● **Short problem**: From the data below, extract each line that contains the word "white".

[Begin]

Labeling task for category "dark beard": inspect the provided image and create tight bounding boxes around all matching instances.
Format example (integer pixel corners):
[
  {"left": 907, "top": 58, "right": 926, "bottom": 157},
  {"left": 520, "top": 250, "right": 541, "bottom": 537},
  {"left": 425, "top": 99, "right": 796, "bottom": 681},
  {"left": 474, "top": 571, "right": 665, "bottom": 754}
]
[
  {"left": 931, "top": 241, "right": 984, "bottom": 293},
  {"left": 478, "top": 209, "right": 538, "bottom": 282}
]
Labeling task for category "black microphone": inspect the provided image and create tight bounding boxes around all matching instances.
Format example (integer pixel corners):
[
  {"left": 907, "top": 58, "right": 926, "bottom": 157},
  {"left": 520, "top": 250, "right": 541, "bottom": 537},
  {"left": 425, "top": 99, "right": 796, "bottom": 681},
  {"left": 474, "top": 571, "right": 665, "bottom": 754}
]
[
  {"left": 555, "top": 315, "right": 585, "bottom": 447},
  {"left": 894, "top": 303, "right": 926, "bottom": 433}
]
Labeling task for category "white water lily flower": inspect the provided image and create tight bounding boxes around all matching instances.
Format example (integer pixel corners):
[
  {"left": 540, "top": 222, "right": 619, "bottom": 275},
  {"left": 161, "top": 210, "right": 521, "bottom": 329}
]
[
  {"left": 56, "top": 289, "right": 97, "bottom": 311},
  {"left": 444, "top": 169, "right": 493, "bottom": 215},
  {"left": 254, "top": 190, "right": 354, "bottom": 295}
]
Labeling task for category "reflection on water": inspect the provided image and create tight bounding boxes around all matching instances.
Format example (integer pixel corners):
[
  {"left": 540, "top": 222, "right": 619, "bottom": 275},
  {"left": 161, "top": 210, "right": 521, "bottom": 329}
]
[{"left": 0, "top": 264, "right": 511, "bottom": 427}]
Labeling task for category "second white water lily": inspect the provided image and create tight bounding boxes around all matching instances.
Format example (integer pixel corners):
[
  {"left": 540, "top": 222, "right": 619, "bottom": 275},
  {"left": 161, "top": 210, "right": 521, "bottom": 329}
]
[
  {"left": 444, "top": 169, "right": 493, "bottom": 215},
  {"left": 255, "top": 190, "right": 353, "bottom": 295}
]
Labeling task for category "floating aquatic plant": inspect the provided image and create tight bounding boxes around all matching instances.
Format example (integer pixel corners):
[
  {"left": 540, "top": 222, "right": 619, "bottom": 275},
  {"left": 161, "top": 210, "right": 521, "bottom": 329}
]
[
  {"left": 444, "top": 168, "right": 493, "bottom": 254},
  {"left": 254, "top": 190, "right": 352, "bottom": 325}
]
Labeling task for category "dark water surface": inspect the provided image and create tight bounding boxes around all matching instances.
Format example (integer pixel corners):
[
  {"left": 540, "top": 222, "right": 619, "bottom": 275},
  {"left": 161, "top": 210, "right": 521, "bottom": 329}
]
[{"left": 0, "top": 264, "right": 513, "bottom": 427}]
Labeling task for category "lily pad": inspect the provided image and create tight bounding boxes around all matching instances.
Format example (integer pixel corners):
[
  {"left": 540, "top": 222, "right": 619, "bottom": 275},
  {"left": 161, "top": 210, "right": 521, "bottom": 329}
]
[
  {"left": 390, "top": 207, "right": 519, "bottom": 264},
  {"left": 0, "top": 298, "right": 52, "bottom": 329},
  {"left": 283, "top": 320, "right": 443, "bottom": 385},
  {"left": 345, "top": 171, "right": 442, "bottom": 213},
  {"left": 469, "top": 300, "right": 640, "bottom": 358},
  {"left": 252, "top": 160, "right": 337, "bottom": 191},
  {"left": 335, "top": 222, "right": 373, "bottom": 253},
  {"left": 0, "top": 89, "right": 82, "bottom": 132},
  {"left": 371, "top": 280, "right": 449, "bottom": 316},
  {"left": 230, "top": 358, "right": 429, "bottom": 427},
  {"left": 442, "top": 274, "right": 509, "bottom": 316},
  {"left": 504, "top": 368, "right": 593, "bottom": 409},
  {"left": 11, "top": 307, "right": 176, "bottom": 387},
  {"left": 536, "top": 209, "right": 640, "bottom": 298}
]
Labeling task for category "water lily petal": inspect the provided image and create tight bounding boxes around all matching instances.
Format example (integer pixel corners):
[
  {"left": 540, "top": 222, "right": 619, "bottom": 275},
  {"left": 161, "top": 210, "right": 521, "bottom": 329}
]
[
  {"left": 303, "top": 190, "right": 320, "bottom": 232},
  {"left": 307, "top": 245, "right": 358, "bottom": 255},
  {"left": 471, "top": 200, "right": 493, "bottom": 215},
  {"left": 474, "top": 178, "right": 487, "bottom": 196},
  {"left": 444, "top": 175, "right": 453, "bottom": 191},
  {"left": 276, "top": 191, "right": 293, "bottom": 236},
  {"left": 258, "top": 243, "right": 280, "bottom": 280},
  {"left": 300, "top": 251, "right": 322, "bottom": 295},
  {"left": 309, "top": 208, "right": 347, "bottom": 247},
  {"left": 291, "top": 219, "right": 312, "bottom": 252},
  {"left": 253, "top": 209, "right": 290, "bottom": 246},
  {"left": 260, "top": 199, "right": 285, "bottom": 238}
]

[End]

● **Correct answer**:
Labeling task for category "white water lily flower": inspect the provided image and create tight bounding boxes around all matching instances.
Labeling task for category "second white water lily": inspect the provided image and create tight bounding boxes around all matching instances.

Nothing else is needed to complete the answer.